Records contained in a dataset
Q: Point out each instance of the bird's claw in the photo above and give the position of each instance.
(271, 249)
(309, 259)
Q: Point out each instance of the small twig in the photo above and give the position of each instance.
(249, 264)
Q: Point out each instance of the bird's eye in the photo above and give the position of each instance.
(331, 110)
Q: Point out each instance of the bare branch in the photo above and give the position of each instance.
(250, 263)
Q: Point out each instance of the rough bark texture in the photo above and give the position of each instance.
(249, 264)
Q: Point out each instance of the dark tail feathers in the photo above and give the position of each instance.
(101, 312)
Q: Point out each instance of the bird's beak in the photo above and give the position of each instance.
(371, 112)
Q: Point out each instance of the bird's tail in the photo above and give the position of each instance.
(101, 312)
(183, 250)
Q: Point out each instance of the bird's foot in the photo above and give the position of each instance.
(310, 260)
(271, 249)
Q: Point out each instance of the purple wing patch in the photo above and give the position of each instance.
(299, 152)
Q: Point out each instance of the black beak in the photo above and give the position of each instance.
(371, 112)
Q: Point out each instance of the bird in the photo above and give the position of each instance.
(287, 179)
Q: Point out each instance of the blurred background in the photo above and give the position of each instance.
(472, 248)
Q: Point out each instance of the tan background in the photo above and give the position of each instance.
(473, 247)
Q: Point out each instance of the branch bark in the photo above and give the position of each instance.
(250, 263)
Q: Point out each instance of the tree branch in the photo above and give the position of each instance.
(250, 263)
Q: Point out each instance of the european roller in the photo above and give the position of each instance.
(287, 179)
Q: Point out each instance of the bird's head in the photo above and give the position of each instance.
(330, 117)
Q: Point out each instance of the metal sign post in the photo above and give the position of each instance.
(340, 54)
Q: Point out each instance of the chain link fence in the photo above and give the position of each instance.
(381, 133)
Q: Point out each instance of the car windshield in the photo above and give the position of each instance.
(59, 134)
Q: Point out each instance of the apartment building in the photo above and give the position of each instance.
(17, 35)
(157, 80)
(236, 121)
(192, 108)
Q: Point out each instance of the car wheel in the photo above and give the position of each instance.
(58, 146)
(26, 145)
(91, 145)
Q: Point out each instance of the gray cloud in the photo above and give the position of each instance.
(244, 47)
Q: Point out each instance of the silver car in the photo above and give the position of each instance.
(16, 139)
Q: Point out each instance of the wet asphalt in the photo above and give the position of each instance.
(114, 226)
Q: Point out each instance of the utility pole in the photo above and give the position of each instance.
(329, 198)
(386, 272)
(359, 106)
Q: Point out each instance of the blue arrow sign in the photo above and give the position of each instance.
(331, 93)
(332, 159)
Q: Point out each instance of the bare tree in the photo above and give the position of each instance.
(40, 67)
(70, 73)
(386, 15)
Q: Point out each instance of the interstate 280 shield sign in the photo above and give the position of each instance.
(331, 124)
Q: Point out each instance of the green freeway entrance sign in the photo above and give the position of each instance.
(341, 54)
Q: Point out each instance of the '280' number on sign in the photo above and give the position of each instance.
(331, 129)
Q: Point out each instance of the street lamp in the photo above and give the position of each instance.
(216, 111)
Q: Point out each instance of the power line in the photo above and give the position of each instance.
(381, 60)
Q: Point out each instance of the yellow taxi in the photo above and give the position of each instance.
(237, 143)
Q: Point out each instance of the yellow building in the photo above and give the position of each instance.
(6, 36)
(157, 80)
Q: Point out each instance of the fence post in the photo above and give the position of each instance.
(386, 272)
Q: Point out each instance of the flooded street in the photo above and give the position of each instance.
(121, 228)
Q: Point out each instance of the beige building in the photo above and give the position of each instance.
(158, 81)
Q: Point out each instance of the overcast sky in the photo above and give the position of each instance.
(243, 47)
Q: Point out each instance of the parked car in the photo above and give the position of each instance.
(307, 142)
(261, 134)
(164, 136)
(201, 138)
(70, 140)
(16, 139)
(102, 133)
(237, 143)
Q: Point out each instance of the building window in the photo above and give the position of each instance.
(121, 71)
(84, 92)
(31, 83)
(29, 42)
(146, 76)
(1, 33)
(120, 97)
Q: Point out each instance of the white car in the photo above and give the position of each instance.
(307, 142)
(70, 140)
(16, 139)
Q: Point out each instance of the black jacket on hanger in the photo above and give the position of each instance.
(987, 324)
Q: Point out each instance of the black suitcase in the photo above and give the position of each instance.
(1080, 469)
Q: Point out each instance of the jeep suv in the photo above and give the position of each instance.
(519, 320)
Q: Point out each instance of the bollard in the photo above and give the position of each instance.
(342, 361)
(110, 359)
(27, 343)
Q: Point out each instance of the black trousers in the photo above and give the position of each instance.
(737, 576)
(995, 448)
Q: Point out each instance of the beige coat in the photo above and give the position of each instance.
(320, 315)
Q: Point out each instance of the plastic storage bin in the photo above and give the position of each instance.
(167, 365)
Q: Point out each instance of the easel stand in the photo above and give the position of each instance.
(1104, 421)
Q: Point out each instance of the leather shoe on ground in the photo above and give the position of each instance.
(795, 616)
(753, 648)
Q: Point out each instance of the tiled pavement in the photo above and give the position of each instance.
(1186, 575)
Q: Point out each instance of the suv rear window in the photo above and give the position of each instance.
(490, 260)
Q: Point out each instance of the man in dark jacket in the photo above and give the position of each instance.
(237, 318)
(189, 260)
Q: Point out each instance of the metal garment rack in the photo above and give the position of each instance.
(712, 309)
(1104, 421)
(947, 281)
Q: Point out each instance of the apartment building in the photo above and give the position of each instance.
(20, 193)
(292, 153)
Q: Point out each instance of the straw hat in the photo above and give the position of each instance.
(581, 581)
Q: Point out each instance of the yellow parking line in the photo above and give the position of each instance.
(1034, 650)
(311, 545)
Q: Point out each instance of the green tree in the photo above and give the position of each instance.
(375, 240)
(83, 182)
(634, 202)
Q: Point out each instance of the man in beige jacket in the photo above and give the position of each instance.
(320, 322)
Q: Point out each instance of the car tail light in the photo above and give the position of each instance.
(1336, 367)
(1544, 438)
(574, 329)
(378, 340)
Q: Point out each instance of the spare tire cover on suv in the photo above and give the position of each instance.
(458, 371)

• **To do**
Only an exact transcription of all the entries will do.

• **Problem solution**
Q: Point out each instance of the bird's claw in the photo above and give the position of each instance.
(271, 249)
(309, 259)
Q: Point out each instance of the small twig in the photo above and give the position of each instance.
(249, 264)
Q: Point out each instance of the bird's eye in the photo above and give the position of each instance.
(331, 110)
Q: Point out each instance of the bare branch in the photo above and give the position of each instance.
(250, 263)
Q: Point out each instance of the rough bark texture in the photo above and give the position of each instance.
(249, 264)
Q: Point out each instance of the dark tail feathers in the photo above and give the position of each instance.
(101, 312)
Q: Point out each instance of the bird's beak in the photo above and give the position of each instance.
(371, 112)
Q: Point out each instance of the bird's tail in the photo above and give the position of each instance.
(101, 312)
(183, 250)
Q: Point out each instance of the bird's foot in the photo above and give the position of each instance.
(310, 260)
(271, 249)
Q: Point out each instance of the purple wing patch in the photo above and give the position of each instance.
(299, 152)
Q: Point out each instance of the black beak in the photo above and give the position of each instance.
(371, 112)
Q: Point out each instance of the bird in the photo above and give the position of each instance.
(287, 179)
Q: Point out each instance of the blurred background in the photo above and give the position of each instance.
(472, 248)
Q: Point out each instance of the tan background in the photo above and give the position of each instance.
(473, 247)
Q: Point out each instance of the branch bark in the photo above and give the position of each instance.
(250, 263)
Q: Point out each instance of the tree branch in the photo above and give the position of each instance.
(250, 263)
Q: Point out each instance of the european roller in the photo above and give the position of each instance.
(287, 179)
Q: Point out each instance of the bird's head in the photo above and give the position of each instance.
(330, 117)
Q: Point out each instance of the metal sign post in the photo above and give the position of each instance.
(340, 54)
Q: Point out each instance of the chain link fence in the photo above and give the position of each instance.
(381, 133)
Q: Point out each instance of the car windshield in the photo above and give the position of each instance.
(59, 134)
Q: Point out each instance of the apartment building in the photo above and give the position of each instance.
(17, 35)
(157, 80)
(236, 121)
(192, 108)
Q: Point out each instance of the car wheel in the photo above and give the position of each instance.
(58, 146)
(26, 145)
(91, 145)
Q: Point out each instance of the gray cloud in the photo above and give the position of each instance.
(244, 47)
Q: Point out each instance of the silver car in the photo above and give the position of each instance.
(16, 139)
Q: Point out each instance of the wet asphalt in the photo above and give the position of each instance.
(114, 226)
Q: Point out each instance of the utility pole in the photo above and give the position of each instance.
(329, 198)
(386, 272)
(359, 106)
Q: Point out each instance of the blue arrow sign in the photo above and give the position of each instance.
(331, 93)
(332, 159)
Q: Point out each instance of the bare tree in the photo above and give the position of each instance.
(40, 67)
(70, 73)
(386, 15)
Q: Point out each instance of the interstate 280 shield sign in the photo above and give the position of each instance.
(331, 124)
Q: Point out each instance of the green freeway entrance sign in the photo above and give the position of each instance.
(341, 54)
Q: Point out each instance of the '280' number on sign in the photo above and give the position of each instance.
(331, 129)
Q: Point out each instance of the street lamp in the photo above and give the position of each instance.
(216, 111)
Q: Point out each instance of the power line in the photo above and give the position of each instance.
(381, 60)
Q: Point out each instance of the yellow taxi in the photo above and give the position of each instance.
(237, 143)
Q: Point out each instance of the yellow building in the photo above and give the position of each instance.
(6, 36)
(157, 80)
Q: Point out each instance of the fence post in the photo above and give the position of each instance.
(386, 272)
Q: Point out each instance of the flooded street in the photo above and give the position of each instance.
(121, 228)
Q: Point out each instance of the beige building in the photo above and give the position of each instance.
(158, 81)
Q: Point out each instance of the overcast sky in the photo above and give the position of each instance.
(243, 47)
Q: Point out each instance of the parked car in the photo above and give the position of each instance.
(307, 142)
(261, 134)
(164, 136)
(201, 138)
(70, 140)
(16, 139)
(102, 133)
(237, 143)
Q: Point out each instance of the building window in the photo above and give the position of each instance.
(121, 71)
(84, 92)
(31, 83)
(29, 42)
(146, 76)
(1, 33)
(120, 97)
Q: Point out each instance of the white car in the photo above and give the position of each instance.
(307, 142)
(70, 140)
(16, 139)
Q: Point out each instance of the black jacket on hanger in the photo above and give the position of each instance.
(987, 324)
Q: Point out each instance of the black suitcase in the photo above and give the position of each instance.
(1080, 469)
Q: Point out each instance of the jeep suv in the photo above and give the position of each instance.
(519, 320)
Q: Point out each instance of the bollard in the photo above and give the position of each instance.
(342, 361)
(110, 359)
(27, 343)
Q: Point out each instance of the black trousers in the photo above and give the position of each instance.
(737, 576)
(995, 448)
Q: Point out each instance of the beige coat in the photo above and give the position of each instance.
(320, 315)
Q: Point out each instance of the plastic storage bin in the photo above and give the position of each instance.
(167, 365)
Q: Point out each instance of the easel stand in the photo above and give the position of each instance.
(1104, 421)
Q: Point out each instance of the leather shoe on ground in the photo above and give the position of each instance.
(795, 616)
(753, 648)
Q: Point out each instance of the tiled pavement in the photo above and give the position of each instance.
(1186, 575)
Q: Point out each instance of the suv rear window in the photo above and give the position of each instance.
(490, 260)
Q: Point out each instance of the man in dark jacket in the photo above and give the position of each instance.
(237, 318)
(189, 260)
Q: Point out each instance of the metal garment rack in the photo above and give the position of each instance.
(712, 309)
(1104, 421)
(947, 281)
Q: Point out each instance of the apartment building in the photo above and give the position of each instance.
(20, 193)
(292, 153)
Q: Point out each instance of the straw hat in the photo above and give the position of each instance.
(581, 581)
Q: Point out each instance of the yellow parking line in the photo above and give the position of each instance.
(1034, 650)
(311, 545)
Q: Point out each instance of the green tree in the photo above and give the position of each instance.
(375, 240)
(83, 182)
(634, 202)
Q: Point out each instance of the man in beige jacket in the photo above and give the position of each instance.
(320, 322)
Q: Point out each instance of the car tail light in the photo above and give the position of each instance.
(1336, 367)
(1544, 438)
(574, 329)
(378, 340)
Q: Point out each instance of the spare tire cover on suv in the photo above and give the position of each instance.
(458, 371)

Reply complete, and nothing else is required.